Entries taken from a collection
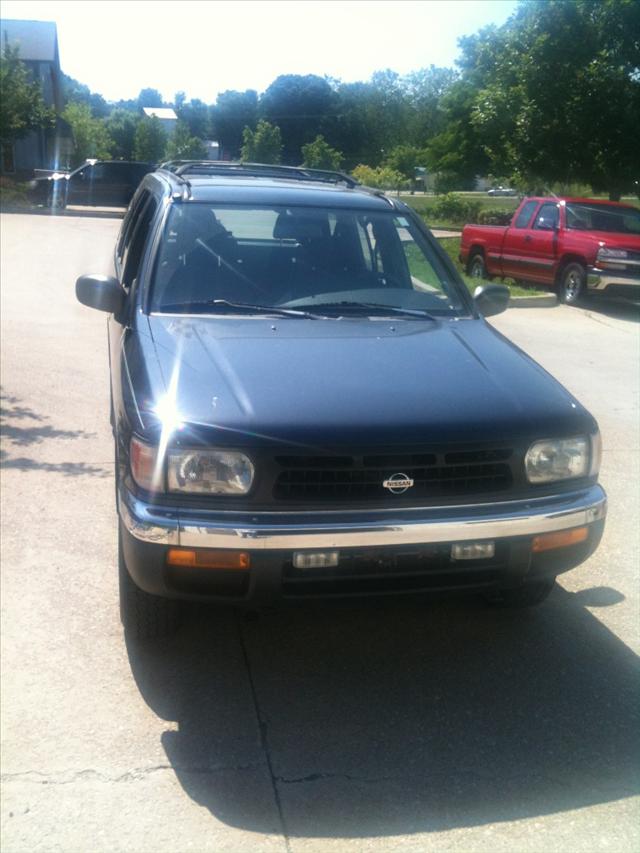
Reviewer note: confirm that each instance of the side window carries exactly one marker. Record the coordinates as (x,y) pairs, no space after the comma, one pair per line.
(139,235)
(547,218)
(524,217)
(129,223)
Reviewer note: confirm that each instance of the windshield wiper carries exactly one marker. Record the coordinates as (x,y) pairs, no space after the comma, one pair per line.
(227,307)
(379,308)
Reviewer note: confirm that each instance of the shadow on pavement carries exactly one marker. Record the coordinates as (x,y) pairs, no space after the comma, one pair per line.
(618,309)
(20,426)
(92,212)
(392,718)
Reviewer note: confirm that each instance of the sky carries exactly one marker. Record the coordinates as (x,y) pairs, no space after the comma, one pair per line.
(201,47)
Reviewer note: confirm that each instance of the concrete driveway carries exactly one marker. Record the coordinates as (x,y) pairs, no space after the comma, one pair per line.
(395,726)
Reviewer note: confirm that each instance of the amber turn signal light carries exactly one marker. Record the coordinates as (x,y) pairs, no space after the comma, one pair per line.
(560,539)
(205,559)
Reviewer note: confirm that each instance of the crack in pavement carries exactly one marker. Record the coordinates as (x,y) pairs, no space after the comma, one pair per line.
(69,777)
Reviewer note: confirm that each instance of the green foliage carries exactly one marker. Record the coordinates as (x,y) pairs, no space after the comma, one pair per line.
(320,155)
(149,98)
(233,111)
(121,127)
(404,159)
(381,177)
(150,140)
(456,153)
(73,91)
(90,135)
(556,93)
(22,108)
(262,145)
(453,208)
(183,146)
(195,114)
(298,105)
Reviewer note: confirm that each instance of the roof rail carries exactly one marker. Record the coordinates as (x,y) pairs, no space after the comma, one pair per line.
(180,168)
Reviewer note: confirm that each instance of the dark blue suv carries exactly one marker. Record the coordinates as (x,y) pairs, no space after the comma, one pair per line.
(307,402)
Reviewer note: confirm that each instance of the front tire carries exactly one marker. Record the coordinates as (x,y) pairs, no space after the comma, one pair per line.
(530,594)
(476,267)
(144,616)
(572,284)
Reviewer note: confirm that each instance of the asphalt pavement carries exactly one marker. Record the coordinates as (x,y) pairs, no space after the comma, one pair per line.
(370,727)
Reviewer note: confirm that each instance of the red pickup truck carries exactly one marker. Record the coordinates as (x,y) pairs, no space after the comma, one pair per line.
(575,245)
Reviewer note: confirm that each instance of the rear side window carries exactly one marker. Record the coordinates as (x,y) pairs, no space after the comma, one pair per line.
(547,218)
(524,217)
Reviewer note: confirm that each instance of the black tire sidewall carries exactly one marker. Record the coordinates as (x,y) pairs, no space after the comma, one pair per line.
(562,290)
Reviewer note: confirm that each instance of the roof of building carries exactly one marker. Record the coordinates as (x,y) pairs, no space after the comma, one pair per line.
(160,112)
(37,40)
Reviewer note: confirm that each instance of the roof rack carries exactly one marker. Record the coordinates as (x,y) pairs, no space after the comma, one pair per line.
(182,168)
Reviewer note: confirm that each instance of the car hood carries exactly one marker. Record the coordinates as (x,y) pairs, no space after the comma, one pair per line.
(251,381)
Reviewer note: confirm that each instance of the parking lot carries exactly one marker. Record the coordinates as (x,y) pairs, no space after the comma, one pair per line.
(378,727)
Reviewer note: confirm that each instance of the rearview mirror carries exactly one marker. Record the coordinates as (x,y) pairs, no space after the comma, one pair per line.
(102,292)
(491,299)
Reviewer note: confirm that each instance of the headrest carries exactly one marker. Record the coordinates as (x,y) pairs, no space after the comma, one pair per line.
(303,226)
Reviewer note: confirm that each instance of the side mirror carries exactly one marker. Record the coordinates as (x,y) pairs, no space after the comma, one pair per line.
(102,292)
(491,299)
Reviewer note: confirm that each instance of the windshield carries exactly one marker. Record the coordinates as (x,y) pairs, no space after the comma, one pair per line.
(603,217)
(297,257)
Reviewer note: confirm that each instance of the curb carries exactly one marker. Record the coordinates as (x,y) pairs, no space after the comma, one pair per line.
(549,300)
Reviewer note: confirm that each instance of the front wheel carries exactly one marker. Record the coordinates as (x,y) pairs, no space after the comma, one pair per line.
(476,267)
(530,594)
(572,284)
(144,616)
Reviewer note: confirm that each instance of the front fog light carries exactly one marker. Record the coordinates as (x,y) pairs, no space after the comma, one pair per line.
(213,472)
(559,459)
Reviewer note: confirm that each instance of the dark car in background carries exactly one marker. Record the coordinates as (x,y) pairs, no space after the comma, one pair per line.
(104,183)
(308,403)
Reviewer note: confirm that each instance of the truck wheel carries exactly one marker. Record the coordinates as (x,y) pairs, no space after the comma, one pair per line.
(571,285)
(527,595)
(476,267)
(56,201)
(144,616)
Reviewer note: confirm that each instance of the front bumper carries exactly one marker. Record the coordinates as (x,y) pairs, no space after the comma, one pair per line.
(404,550)
(623,281)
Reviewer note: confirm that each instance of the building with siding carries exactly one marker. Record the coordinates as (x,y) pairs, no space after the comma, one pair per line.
(45,148)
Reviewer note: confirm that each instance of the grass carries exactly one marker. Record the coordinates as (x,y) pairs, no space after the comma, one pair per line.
(451,245)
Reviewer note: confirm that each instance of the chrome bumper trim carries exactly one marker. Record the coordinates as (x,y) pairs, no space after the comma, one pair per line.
(598,279)
(288,531)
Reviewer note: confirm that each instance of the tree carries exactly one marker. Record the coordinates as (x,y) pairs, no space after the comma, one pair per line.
(457,153)
(150,98)
(150,140)
(264,145)
(320,155)
(90,135)
(405,158)
(195,115)
(183,146)
(382,177)
(233,111)
(22,108)
(557,93)
(77,92)
(121,127)
(299,106)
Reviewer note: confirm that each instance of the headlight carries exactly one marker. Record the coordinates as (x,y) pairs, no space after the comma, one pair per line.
(605,254)
(559,459)
(211,472)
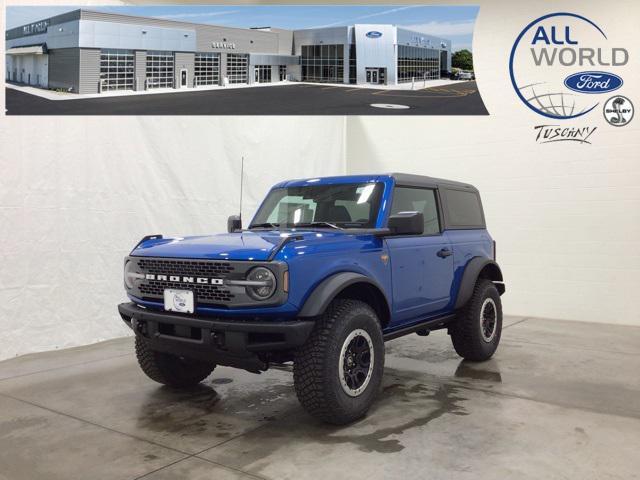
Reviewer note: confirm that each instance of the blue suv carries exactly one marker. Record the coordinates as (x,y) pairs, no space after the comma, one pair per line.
(326,272)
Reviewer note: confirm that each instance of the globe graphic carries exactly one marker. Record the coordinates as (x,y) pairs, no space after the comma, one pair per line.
(553,103)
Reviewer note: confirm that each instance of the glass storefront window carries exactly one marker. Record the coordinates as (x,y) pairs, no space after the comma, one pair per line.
(237,68)
(117,69)
(207,69)
(159,69)
(418,63)
(323,63)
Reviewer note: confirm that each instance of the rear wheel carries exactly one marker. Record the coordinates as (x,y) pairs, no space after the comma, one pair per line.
(171,370)
(337,373)
(477,330)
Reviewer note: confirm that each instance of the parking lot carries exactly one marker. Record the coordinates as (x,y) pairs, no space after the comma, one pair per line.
(298,99)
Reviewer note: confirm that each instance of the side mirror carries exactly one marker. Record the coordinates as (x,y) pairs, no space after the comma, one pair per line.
(234,223)
(406,223)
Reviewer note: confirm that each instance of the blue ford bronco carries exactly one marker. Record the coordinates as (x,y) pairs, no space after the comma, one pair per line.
(326,272)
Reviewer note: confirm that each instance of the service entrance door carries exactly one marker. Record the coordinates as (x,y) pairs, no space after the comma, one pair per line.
(373,76)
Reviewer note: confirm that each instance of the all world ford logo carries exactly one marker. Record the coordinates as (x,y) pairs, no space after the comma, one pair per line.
(593,82)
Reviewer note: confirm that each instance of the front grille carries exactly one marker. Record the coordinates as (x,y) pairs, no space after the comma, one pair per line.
(204,294)
(186,267)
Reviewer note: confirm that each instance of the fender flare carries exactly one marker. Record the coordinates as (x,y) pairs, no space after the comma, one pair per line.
(470,276)
(324,293)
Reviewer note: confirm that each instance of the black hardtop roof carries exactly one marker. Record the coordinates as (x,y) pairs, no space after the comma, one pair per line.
(412,180)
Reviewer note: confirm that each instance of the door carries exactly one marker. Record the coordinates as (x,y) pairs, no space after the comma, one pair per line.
(421,265)
(373,75)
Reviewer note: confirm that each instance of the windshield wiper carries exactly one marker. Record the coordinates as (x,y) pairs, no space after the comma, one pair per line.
(317,224)
(264,225)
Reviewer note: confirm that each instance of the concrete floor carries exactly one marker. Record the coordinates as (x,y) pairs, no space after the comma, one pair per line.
(559,400)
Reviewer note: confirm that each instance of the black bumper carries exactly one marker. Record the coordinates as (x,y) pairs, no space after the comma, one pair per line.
(238,343)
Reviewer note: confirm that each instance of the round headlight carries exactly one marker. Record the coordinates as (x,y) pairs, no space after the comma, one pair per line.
(265,283)
(129,274)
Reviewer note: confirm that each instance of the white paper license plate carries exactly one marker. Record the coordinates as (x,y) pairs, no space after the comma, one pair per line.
(178,300)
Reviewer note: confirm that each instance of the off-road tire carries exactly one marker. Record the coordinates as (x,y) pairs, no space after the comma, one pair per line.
(316,374)
(466,332)
(171,370)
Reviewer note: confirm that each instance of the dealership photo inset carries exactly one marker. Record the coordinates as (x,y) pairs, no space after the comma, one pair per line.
(245,60)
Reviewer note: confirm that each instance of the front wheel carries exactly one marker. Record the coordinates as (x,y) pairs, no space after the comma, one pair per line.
(477,330)
(337,373)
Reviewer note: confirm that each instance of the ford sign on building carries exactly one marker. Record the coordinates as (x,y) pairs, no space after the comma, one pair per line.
(89,52)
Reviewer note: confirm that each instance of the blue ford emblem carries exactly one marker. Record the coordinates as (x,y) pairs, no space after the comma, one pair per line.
(593,82)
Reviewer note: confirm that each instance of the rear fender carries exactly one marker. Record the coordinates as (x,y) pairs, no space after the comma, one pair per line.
(478,267)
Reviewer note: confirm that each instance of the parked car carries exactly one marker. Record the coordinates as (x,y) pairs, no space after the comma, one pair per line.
(326,272)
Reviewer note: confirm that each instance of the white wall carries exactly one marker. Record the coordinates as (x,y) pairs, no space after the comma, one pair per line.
(76,194)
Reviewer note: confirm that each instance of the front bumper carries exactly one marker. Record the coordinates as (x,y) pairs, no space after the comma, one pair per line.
(236,343)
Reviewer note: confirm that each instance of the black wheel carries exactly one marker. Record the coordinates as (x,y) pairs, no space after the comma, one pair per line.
(337,373)
(476,332)
(171,370)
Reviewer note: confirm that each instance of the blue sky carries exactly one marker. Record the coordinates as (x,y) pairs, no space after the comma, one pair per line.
(455,23)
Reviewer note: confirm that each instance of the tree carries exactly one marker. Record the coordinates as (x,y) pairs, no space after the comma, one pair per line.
(462,59)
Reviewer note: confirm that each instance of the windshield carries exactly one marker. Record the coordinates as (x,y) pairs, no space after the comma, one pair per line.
(325,206)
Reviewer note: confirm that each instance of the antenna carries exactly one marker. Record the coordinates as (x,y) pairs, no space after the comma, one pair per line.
(241,182)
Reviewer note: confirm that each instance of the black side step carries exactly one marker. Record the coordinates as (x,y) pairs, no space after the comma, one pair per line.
(431,324)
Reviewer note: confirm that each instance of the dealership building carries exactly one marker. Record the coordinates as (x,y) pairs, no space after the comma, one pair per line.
(85,51)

### What this task involves
Everything from the line that contains "Reviewer note: confirm that each instance of the white wall" through the end of the records must be duplicated exactly, and nothing outside that range.

### Solution for this problem
Reviewer note: confirm that each instance of the white wall carries exactly one marker. Record the coordinates as (x,y) pairs, no space after the comma, one pair per line.
(76,194)
Reviewer note: confirm that each instance of the front bumper carries exactly one marker. Record the coordinates as (x,y) pairs, no space after the comma, one pair per line.
(236,343)
Reviewer note: confirm that each instance of the black wheel carries exactly one marker. Record the coordinates as (x,y) pairs, no space after the comma, one pair per line.
(337,373)
(476,332)
(171,370)
Reviewer note: confirm that each instance of the blue sky carries exactly one marker. Record the coordinates as (x,y) pairs, no space after the comma, one pair per line.
(455,23)
Reviewer note: confirm that each instance of the tree carries exactly one marker. Record the coordinates as (x,y) pairs, no space after the comma, one pair per line.
(462,59)
Reviewer note: confirm that each instance of the windshield carries exactly one marker. Record the coordinates as (x,y) pairs, no space after the comma, one pair per line.
(325,206)
Reviewer note: confirm that each instance of the antenna carries exactly one marker. Record the coordinates as (x,y) pairs, no space after the comma, one pair per line.
(241,182)
Reviewer note: confirm that each instance of the black side step carries exactly one marker. Record the coordinates as (x,y) pairs, no space after the comma, one pair per line.
(431,324)
Reviewer note: confirm that each instance of the dealership building carries exactly one marker. Record the coordinates as (x,y) pairs, no space after the comma, one pair per line.
(85,51)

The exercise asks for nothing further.